descripciones se compensa con la magia de las situaciones narradas.
La
incertidumbre y la noción de una vida con un horizonte de 24 horas es el hilo
conductor de los cuentos. Del cielo pueden caer bombas en cualquier momento, y
de la tierra pueden surgir asesinos despiadados en forma de milicias, de
soldados iraquíes o gringos, todos igualmente peligrosos. La guerra es el
imperio de la no-ley, de la arbitrariedad. Todo es posible y normal.
La
sociedad está dividida, el país desintegrado por la política, por la historia y
por la cultura. En cada familia hay muertos, mutilados y los que desaparecen en
cualquier momento para siempre. Las cicatrices se exhiben indecorosamente y no
impiden que la vida, el fútbol, el salón de té o la carnicería, sigan
existiendo.
El
país destruido e invadido no tiene futuro, sus fronteras solo pueden ofrecer
muerte. Los personajes de estos relatos detestaban al dictador (Sadam Hussein)
pero detestan tanto o más a los invasores de Estados Unidos.
No
se crea sin embargo que esta suma de relatos es un catálogo de horrores
insoportables, porque hay en cada uno de ellos una dimensión fantástica y un
arte de narrar que apasiona y sorprende. Nada sobra, cada narración es concisa,
tallada como una escultura de mármol. Los 14 cuentos del libro son parábolas y
cada uno tiene un leit motiv, algún hilo
conductor que captura el interés del lector y lo hace fácilmente cómplice hasta
el final.

* Objetivo del ejercicio: Escribe la continuación de la reseña sobre los cuentos de la guerra en Irak a partir de su última oración. Las líneas que aparecen a continuación provienen de otra fuente.

* Datos registrados:
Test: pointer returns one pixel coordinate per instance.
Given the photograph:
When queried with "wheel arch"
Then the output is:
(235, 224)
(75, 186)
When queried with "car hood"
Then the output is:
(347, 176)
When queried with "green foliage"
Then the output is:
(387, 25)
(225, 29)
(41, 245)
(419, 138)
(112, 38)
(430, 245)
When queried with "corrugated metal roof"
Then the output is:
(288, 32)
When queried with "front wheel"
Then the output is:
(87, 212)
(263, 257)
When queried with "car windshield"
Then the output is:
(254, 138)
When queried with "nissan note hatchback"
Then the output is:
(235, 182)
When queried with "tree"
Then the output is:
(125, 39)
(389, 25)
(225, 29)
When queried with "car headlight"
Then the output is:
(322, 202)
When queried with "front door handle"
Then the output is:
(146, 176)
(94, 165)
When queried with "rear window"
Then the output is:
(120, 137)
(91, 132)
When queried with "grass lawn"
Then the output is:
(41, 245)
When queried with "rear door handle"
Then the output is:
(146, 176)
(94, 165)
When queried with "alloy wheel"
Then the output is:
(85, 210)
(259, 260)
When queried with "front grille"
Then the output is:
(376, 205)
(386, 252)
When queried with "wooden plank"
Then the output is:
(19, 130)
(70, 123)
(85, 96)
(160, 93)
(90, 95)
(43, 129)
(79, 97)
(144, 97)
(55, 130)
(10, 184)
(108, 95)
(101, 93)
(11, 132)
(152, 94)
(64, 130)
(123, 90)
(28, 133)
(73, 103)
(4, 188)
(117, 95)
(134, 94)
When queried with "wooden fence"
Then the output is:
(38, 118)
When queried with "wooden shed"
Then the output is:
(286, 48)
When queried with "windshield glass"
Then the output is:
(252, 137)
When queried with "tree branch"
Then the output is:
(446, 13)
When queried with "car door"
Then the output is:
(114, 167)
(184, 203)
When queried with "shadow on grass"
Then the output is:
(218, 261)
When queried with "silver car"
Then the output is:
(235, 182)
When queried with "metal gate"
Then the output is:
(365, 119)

* Respuesta:
El
primer cuento, que da el título al libro, es extraordinario: una organización
secreta contrata a asesinos para que cometan sus crímenes con sentido artístico
y exhiban los cuerpos de sus víctimas de manera creativa.
En
otro, un funcionario del gobierno con veleidades literarias recibe del frente
de guerra relatos de un soldado anónimo, tan extraordinarios que decide
publicarlos como si fueran suyos, pero no sospecha las consecuencias de su
acto. En otro, personajes que huyen de la guerra a través de un bosque caen en
un profundo agujero donde los acoge un extraño personaje.
A
medida que avanza el libro, avanza la guerra. Hay una secuencia lógica en los
cuentos: dictadura, guerra con Kuwait, invasión gringa y ocupación… exilio.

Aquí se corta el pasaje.